### DOCUMENT EXCERPT

Automatic differentiation (AD) refers to a family of algorithms that can be used to compute derivatives of functions in a systematized way. AD has been popularized by a slew of popular machine learning libraries, like autograd, TensorFlow, and PyTorch. However, the details are often overlooked. This post attempts to explain some of the details and show simple implementations of the two main types of AD: forward-mode and reverse-mode.

In my opinion, the term “automatic differentiation” is a bit of a misnomer. *Automatic* implies that it’s a general-purpose rule for computing derivatives of arbitrary functions without human specification. In reality, the derivatives of low-level base functions must still be encoded somehow. A better name might be “systematized differentiation” or “programmatic differentiation”. In my mind, related techniques such as numerical differentiation are closer to being *automatic*, although these don’t compute exact derivatives. Nevertheless, the name has stuck.

######
### RAW DATA

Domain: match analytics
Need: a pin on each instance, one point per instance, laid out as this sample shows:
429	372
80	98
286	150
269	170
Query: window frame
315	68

######

• [WHAT YOU HAVE TO DO]: Pick up the post on automatic differentiation from its last sentence and keep writing it. The records come from a separate source.

• [RESULT OF THE EXERCISE]:
We first review the basic calculus used by AD, and then we present the two modes of AD.

The basic ideas of AD rely heavily (almost exclusively) on the chain rule of calculus. As a brief refresher, suppose we have a composition of two functions $y = f(g(x))$. Recall that the chain rule gives us a method for computing the derivative with respect to $x$:

\[\frac{\partial y}{\partial x} = \frac{\partial f}{\partial g} \cdot \frac{\partial g}{\partial x}.\]We can generalize this to arbitrary compositions of functions,

\[f_1 \circ f_2 \circ \dots \circ f_k,\]in which case the chain rule yields

\[\frac{\partial y}{\partial x} = \frac{\partial f_1}{\partial f_2} \cdot\frac{\partial f_2}{\partial f_3} \dots \frac{\partial f_{k}}{\partial x}.\]At its core, one can think of AD as a clever software implementation of the chain rule. By decomposing complex derivatives into simpler partial derivatives, we can make it manageable to find extensible software that can compute derivatives of any code.

For this post, let’s consider the following simple function $f : \mathbb{R}^2 \rightarrow \mathbb{R}$ as a running example:

\begin{equation} y = f(x_1, x_2) = e^{2 x_1} + x_1 x_2^2 + \cos x_2. \tag{1} \label{eq:running_example} \end{equation}

We’ll use this function as a testbed throughout this post.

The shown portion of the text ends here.